Directive: Please render every line of the records below as a numbered list, omitting any blank lines.

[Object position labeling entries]
________________________

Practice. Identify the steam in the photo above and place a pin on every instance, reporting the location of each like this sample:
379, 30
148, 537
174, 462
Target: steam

________________________

The answer:
1. Practice. Identify the steam in the photo above and place a pin on every instance, reporting the location of each like this sample:
2. 379, 30
3. 148, 537
4. 174, 462
5. Target: steam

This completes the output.